Ich stimme Juso-Chef Kevin Kühnert zu, dass Prävention notwendig ist, um den Konsum von Cannabis (ob legal oder illegal) einzudämmen. Als Sozialarbeiter, der mehrere Jahre mit abhängigen Jugendlichen zusammengearbeitet hat, spreche ich mich aber vehement gegen eine Legalisierung der Droge aus. Nicht wenige der mir bekannten abhängigen Jugendlichen (und auch Erwachsenen) vertreten bereits die Auffassung, Cannabis „sei ja nicht so schlimm“. Wenn diese Betroffenen dann durch Prävention nicht zu erreichen sind (und solche wird es immer geben!), werden sie in ihrer Auffassung durch eine Legalisierung erst recht bestärkt. Cannabiskonsum würde daher durch eine Legalisierung nicht eingedämmt, sondern analog Alkohol und Tabak „gesellschaftsfähig“ gemacht werden. Eine gefährliche Entwicklung!

Im Übrigen: Müssen wir neben den vielen passiven Tabaktoten oder unschuldigen Opfern alkoholisierter Autofahrer demnächst noch unschuldige Cannabisopfer haben? Ich wage gar nicht an die erste Zeitungsschlagzeile zu denken: „Cannabiskonsument überfährt im Rausch unschuldigen Fußgänger.“

Die Warnung vor psychischen Langzeitfolgen schrecken kaum einen jungen Menschen ab, der möglicherweise seine Sorgen „zudröhnen“ möchte oder schlichtweg in seiner Clique mitmachen will. Durch eine Legalisierung wird dann wiederum nicht nur erreicht, den Konsum in geordnete Bahnen zu lenken oder saubereres Gras an die Konsumenten zu geben. Es wird auch eine Verharmlosung der Gefahren dieser Droge betrieben.

Ich selbst möchte zudem auch weiterhin durch Kreuzberg oder andere Stadtteile laufen können, ohne Zustände à la Amsterdam um mich herum zu haben und aus Coffeeshops mit blauem Dunst zugenebelt zu werden – wer denkt bei der ganzen Diskussion eigentlich an die vielen Nichtkonsumenten (die Mehrheit!)?

Von daher: Prävention ja! Doch die funktioniert nur mit einem klaren Nein zur Legalisierung. Alles andere ist unglaubwürdig.HENNING BECKER, Berlin

Helmträger stärker gefährdet

betr.: „Radfahren in Berlin: ,Ich rate zum Helm‘“, taz.de vom 18. 10. 15

Was den Helm angeht, ist die Zahl der Kopfverletzten unter den Helmträgern mindestens dreimal so hoch, wie unter den Nichtträgern, wenn man es an der Tragequote bemisst. (Ich habe die offiziellen Unfalldaten als Rechengrundlage genommen und alle Unfalltoten als Nicht-Helmträger gerechnet.)

Wenn man daraus nicht folgern will, dass Helme schaden, so bleibt nur zu folgern, dass wohl ein jeder selbst gut einschätzen kann, ob es ihm nützt. Eine allgemeine Empfehlung ist damit so unsinnig, wie jedem Autofahrer einen Formel-1-Helm aufzusetzen oder einen SUV-Zwang einzuführen.

Wenn man die Behauptung ernst nimmt, dass das Verletzungsrisiko im Fall eines Unfalls dreimal so hoch sei – was bisher keine mir bekannte Studie außer einer bekannt fehlerhaften behauptet hat – so ergibt sich, dass Helmträger circa zehnmal so viele Unfälle machen müssen, um auf die Zahl der vorliegenden Verletzungen zu kommen.

ÜBUNG: An welchem Datum erschien laut Textauszug der Artikel, auf den sich der Leserbrief „Helmträger stärker gefährdet“ bezieht? Nenne bitte auch das Medium.

GESPEICHERTE DATEN:

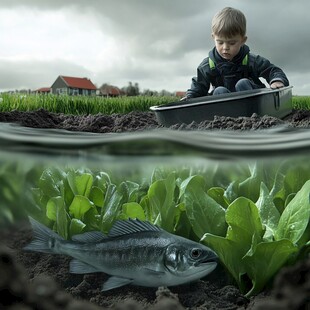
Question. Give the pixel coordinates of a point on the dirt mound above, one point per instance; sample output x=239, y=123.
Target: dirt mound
x=146, y=121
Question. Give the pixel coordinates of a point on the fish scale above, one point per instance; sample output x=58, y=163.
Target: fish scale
x=134, y=252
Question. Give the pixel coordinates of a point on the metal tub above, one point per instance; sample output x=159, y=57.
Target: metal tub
x=265, y=101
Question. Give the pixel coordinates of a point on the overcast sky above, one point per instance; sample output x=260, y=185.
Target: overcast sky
x=156, y=43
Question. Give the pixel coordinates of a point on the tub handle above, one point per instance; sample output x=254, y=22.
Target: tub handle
x=276, y=100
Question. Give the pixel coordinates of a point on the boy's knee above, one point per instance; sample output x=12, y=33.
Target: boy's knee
x=220, y=90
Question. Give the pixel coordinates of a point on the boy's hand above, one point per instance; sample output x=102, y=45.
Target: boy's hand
x=276, y=84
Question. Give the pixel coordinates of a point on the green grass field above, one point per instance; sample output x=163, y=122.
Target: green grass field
x=80, y=105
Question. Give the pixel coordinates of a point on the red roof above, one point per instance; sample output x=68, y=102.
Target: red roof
x=74, y=82
x=44, y=90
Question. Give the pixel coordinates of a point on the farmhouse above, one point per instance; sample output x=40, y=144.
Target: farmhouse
x=66, y=85
x=110, y=91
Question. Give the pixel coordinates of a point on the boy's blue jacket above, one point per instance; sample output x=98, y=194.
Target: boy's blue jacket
x=228, y=73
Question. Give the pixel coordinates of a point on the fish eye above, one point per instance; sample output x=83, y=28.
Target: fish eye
x=195, y=253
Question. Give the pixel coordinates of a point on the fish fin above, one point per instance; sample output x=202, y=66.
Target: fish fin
x=153, y=272
x=126, y=227
x=77, y=266
x=114, y=282
x=44, y=238
x=89, y=237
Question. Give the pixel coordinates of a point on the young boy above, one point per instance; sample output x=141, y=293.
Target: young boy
x=230, y=66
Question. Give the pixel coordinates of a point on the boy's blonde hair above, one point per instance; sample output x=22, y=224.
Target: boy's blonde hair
x=229, y=22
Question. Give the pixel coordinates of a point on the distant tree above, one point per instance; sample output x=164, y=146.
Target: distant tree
x=165, y=93
x=132, y=90
x=148, y=92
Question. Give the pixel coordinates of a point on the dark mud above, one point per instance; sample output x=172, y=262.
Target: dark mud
x=147, y=121
x=41, y=281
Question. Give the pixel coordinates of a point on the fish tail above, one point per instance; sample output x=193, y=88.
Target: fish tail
x=45, y=239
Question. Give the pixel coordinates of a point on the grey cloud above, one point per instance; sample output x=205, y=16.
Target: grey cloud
x=36, y=74
x=164, y=31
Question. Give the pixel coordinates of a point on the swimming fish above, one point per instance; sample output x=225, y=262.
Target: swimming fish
x=134, y=252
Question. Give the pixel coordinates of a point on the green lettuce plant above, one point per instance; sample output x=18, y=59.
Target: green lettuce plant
x=254, y=216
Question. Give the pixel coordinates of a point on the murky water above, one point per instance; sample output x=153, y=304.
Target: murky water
x=221, y=157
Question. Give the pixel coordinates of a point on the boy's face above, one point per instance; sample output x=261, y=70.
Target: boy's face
x=228, y=48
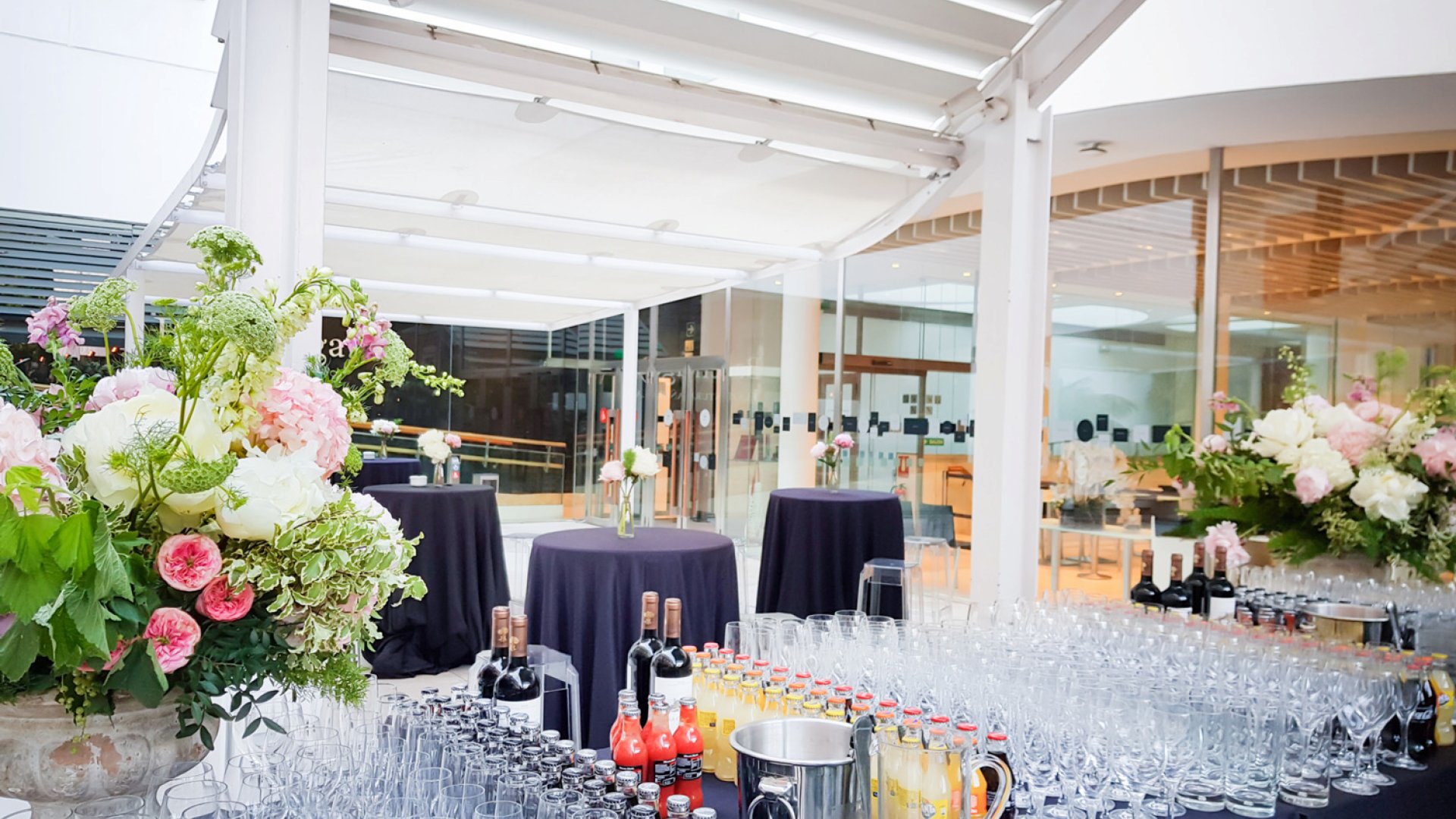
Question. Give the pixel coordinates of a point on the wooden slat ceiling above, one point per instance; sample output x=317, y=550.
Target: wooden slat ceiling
x=1370, y=237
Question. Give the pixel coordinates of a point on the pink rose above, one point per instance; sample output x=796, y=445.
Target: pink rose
x=223, y=604
x=188, y=561
x=1353, y=439
x=130, y=384
x=1226, y=537
x=613, y=472
x=1438, y=453
x=174, y=632
x=1310, y=484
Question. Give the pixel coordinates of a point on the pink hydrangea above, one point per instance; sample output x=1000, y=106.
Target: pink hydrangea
x=223, y=604
x=174, y=632
x=302, y=411
x=188, y=561
x=1353, y=439
x=55, y=319
x=130, y=384
x=1310, y=484
x=1438, y=453
x=22, y=445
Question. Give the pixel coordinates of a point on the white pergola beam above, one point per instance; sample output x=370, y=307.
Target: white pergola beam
x=452, y=55
x=369, y=235
x=545, y=222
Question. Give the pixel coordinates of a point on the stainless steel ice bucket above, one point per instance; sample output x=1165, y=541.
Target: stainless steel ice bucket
x=799, y=770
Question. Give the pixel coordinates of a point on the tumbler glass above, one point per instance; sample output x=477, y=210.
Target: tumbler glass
x=1254, y=745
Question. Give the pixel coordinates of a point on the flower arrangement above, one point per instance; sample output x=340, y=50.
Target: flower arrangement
x=830, y=455
x=1331, y=479
x=637, y=464
x=171, y=526
x=384, y=428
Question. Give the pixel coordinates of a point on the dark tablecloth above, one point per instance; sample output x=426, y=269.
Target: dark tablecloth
x=584, y=598
x=378, y=471
x=816, y=542
x=463, y=564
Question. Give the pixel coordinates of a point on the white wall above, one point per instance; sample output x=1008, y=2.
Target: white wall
x=104, y=102
x=1199, y=47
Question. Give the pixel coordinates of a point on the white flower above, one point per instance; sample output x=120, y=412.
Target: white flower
x=1316, y=453
x=114, y=426
x=1386, y=493
x=644, y=463
x=1282, y=430
x=280, y=490
x=433, y=445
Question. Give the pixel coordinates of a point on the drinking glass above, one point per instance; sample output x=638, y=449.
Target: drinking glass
x=1256, y=742
x=500, y=811
x=109, y=806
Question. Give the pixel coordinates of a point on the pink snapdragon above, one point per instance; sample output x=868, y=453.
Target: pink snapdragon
x=130, y=384
x=302, y=411
x=223, y=604
x=188, y=561
x=1438, y=453
x=55, y=319
x=1220, y=403
x=367, y=333
x=1310, y=484
x=175, y=634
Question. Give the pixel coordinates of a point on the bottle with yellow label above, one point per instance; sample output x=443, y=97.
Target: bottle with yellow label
x=727, y=765
x=1445, y=700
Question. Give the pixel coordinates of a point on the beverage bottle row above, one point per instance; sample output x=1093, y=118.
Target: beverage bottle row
x=1197, y=595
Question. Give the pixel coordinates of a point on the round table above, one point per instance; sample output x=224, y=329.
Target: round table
x=584, y=598
x=816, y=542
x=463, y=564
x=378, y=471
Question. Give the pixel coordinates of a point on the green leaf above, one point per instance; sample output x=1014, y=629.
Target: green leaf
x=89, y=618
x=140, y=675
x=18, y=649
x=24, y=594
x=72, y=544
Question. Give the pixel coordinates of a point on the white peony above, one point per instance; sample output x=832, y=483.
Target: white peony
x=433, y=445
x=1315, y=453
x=278, y=488
x=1282, y=430
x=644, y=463
x=114, y=426
x=1386, y=493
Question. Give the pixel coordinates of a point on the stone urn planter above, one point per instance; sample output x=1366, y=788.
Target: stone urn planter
x=50, y=763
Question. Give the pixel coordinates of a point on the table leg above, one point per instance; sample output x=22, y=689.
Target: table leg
x=1056, y=557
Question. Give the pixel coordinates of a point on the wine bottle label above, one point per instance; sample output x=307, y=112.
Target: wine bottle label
x=664, y=773
x=1220, y=608
x=689, y=767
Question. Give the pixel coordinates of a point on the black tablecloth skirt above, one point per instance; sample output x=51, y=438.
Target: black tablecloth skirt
x=816, y=542
x=584, y=598
x=378, y=471
x=463, y=564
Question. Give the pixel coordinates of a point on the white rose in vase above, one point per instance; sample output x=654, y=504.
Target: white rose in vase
x=280, y=490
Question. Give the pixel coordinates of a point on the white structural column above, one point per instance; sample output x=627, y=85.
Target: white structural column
x=626, y=417
x=1011, y=338
x=277, y=95
x=799, y=375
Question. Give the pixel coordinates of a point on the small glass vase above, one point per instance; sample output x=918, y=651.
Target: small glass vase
x=626, y=526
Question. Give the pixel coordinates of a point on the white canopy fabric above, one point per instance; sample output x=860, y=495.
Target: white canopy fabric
x=546, y=162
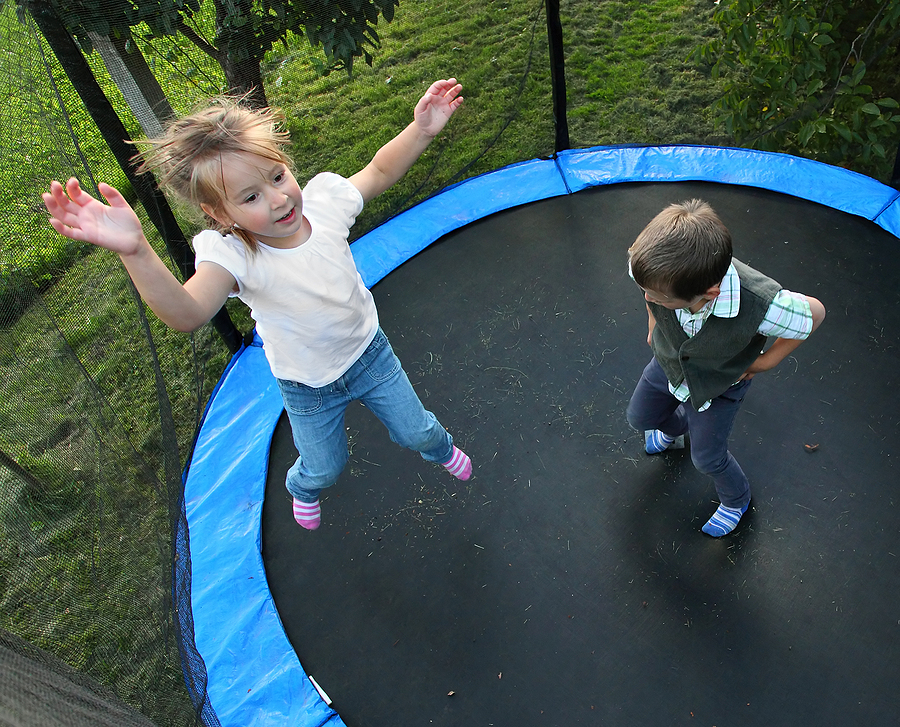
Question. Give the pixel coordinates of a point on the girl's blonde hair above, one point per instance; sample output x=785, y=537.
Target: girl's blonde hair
x=685, y=250
x=187, y=159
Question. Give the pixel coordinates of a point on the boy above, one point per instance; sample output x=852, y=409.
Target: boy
x=709, y=317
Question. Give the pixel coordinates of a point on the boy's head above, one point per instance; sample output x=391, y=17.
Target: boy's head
x=188, y=158
x=683, y=252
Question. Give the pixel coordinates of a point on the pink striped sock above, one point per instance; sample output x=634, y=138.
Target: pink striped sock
x=459, y=465
x=307, y=514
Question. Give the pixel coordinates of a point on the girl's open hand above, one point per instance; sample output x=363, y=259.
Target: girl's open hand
x=437, y=105
x=79, y=216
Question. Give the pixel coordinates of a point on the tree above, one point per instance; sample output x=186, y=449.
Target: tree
x=812, y=77
x=244, y=29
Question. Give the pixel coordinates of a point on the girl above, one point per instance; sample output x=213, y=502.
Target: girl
x=283, y=250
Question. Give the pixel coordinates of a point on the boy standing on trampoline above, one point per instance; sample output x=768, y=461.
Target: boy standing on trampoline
x=284, y=252
x=709, y=317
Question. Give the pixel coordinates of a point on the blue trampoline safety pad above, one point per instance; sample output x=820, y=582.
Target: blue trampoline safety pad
x=254, y=676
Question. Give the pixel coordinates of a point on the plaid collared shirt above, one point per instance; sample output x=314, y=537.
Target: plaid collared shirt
x=788, y=316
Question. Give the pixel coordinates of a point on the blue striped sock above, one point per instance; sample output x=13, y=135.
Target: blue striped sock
x=655, y=441
x=724, y=520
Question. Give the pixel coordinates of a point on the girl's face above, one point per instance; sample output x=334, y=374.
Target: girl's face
x=672, y=303
x=263, y=198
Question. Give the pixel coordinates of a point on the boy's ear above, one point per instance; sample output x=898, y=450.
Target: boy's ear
x=713, y=292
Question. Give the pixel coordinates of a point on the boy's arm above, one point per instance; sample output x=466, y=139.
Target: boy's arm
x=781, y=348
x=395, y=158
x=77, y=215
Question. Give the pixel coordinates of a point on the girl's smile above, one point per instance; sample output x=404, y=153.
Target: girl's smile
x=263, y=198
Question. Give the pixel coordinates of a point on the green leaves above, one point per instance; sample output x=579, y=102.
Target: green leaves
x=812, y=77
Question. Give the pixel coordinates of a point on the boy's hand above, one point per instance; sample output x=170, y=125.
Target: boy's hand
x=77, y=215
x=437, y=106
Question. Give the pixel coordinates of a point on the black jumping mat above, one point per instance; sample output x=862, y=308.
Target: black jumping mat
x=568, y=582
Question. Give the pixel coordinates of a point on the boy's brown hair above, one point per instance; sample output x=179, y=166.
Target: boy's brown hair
x=188, y=157
x=684, y=251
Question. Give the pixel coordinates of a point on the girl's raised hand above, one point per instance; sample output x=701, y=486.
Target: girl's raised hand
x=437, y=105
x=79, y=216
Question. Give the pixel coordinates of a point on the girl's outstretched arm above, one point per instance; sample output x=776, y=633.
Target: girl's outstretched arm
x=114, y=226
x=395, y=158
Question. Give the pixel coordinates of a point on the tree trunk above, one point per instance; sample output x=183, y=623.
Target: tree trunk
x=134, y=95
x=240, y=59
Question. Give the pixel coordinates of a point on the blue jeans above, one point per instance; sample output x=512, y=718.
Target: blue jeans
x=653, y=406
x=317, y=418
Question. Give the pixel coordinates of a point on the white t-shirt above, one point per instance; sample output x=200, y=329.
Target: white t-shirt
x=313, y=312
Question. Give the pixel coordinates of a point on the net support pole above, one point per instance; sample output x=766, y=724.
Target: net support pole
x=557, y=75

ERLEDIGTE AUFGABE: Der Artikel erschien am 18. 10. 15 auf taz.de.